┌─ Data excerpts

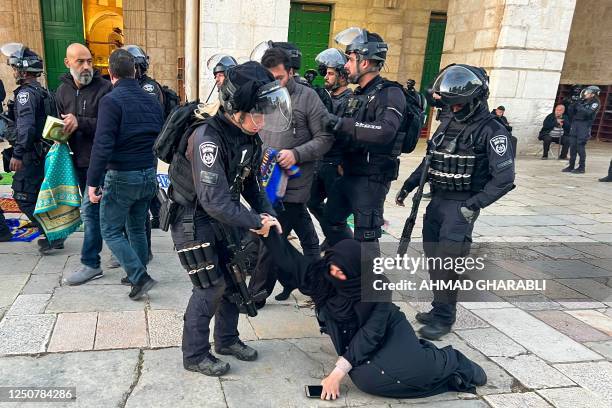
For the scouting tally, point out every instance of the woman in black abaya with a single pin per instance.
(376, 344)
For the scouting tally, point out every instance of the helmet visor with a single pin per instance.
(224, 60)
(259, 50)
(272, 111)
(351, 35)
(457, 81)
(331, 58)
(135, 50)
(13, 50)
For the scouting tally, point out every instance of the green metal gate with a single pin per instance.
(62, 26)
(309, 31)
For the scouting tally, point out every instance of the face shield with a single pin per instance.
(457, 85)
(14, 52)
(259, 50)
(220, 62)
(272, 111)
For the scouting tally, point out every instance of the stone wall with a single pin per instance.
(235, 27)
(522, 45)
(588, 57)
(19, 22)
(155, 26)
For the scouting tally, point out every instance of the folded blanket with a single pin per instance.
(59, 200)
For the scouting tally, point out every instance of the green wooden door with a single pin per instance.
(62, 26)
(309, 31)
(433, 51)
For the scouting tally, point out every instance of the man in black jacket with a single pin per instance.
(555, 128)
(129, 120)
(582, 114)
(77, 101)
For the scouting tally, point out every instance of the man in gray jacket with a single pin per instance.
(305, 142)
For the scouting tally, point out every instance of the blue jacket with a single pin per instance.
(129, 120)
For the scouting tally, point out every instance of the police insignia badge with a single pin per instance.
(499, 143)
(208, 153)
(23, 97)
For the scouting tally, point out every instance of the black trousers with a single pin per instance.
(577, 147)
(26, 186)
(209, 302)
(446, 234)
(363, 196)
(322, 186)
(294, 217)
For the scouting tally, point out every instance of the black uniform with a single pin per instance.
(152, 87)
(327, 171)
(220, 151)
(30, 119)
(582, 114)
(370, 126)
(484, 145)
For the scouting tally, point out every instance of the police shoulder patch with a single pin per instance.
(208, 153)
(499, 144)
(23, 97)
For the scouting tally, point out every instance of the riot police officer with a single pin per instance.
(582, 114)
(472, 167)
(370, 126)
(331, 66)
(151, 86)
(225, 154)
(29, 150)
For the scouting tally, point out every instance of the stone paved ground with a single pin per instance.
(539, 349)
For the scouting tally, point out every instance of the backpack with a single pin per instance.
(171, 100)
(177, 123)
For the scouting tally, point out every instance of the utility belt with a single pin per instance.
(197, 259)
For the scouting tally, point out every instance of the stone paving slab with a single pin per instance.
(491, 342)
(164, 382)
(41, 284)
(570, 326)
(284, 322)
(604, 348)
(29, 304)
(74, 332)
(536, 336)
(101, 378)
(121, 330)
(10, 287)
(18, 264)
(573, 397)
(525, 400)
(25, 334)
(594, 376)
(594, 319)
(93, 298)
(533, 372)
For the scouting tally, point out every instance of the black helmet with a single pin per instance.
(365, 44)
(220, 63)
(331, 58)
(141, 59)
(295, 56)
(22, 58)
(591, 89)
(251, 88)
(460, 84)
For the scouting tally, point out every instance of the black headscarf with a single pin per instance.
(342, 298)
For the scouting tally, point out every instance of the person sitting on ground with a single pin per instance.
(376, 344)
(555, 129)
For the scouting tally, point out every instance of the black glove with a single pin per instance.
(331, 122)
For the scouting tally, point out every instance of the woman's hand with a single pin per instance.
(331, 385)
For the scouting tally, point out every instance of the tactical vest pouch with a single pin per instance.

└─

• [What to produce]: Return every line of the records exactly as given, pictures excluded.

• [Answer to the task]:
For the scouting tally, point out every instance of the woman in black abaya with a single pin per instance.
(376, 344)
For the scouting tally, point out every instance of the helmet visor with a single pin per instance.
(224, 60)
(259, 50)
(272, 111)
(351, 35)
(457, 81)
(331, 58)
(135, 50)
(13, 50)
For the scouting tally, point out every instance of the green metal gate with a single pin per instance.
(62, 26)
(309, 31)
For the scouting tally, point out every instance of the face shield with a single pin per instance.
(457, 85)
(14, 52)
(259, 50)
(220, 62)
(272, 111)
For the scouting tally, point out every instance of the stone wall with a single pin per instance.
(235, 27)
(522, 45)
(588, 57)
(19, 22)
(155, 26)
For the scouting tally, point out every instance of the folded blanket with a single pin per instance.
(59, 200)
For the scouting tally, point out every instance of the green wooden door with a single pin per instance.
(62, 26)
(309, 31)
(433, 51)
For the scouting tally, point out every instance of the man in black jacket with a single pin per instance.
(555, 128)
(129, 120)
(582, 114)
(77, 101)
For the scouting tally, point out every instance of the man in gray jacket with a single pin per instance.
(305, 142)
For the scouting tally, point out every instance of the blue jacket with a single pin per instance.
(129, 120)
For the scouting tally, point out every instance of the police insignia badge with a single pin per instance.
(499, 143)
(208, 153)
(23, 97)
For the scouting tally, point out every instance of the black trousers with a single pin per instance.
(577, 147)
(26, 186)
(209, 302)
(446, 234)
(363, 196)
(322, 186)
(294, 217)
For the scouting tally, point out every instance of the black uniform with a single pin per instance.
(152, 87)
(327, 171)
(220, 151)
(30, 119)
(582, 114)
(370, 126)
(484, 145)
For the scouting tally, point out every instance of the police shoulder patch with a single pin per instance.
(208, 153)
(499, 144)
(23, 97)
For the scouting tally, point out every instance of the riot police officer with a single pin per instance.
(582, 114)
(472, 167)
(370, 126)
(331, 66)
(151, 86)
(225, 154)
(29, 150)
For the scouting tally, point out every instance of the stone paved ground with a single pin per instance.
(539, 349)
For the scouting tally, point out every instance of the backpack with a single pin per instance.
(171, 100)
(177, 123)
For the scouting tally, point out every instance of the utility belt with a single pin per instance.
(197, 259)
For the scouting tally, point out every instance of the stone paving slab with a single pin per instance.
(491, 342)
(164, 382)
(41, 284)
(570, 326)
(284, 322)
(604, 348)
(29, 304)
(74, 332)
(536, 336)
(101, 378)
(121, 330)
(10, 287)
(18, 264)
(573, 397)
(525, 400)
(25, 334)
(594, 376)
(594, 319)
(93, 298)
(533, 372)
For the scouting tally, point out every instance of the black helmet with a single pin per instance.
(365, 44)
(220, 63)
(331, 58)
(141, 59)
(295, 56)
(22, 58)
(591, 89)
(251, 88)
(460, 84)
For the scouting tally, point out every instance of the black headscarf with a single pin per instance.
(342, 298)
For the scouting tally, point out every instance of the person sitting on ground with a single pin per instance.
(376, 344)
(555, 129)
For the scouting tally, point out every instance of the black glove with a single pin per instance.
(331, 122)
For the scouting tally, point out every instance of the woman's hand with a single pin per instance.
(331, 385)
For the scouting tally, point out every instance of the tactical vest pouch with a single pin per instance.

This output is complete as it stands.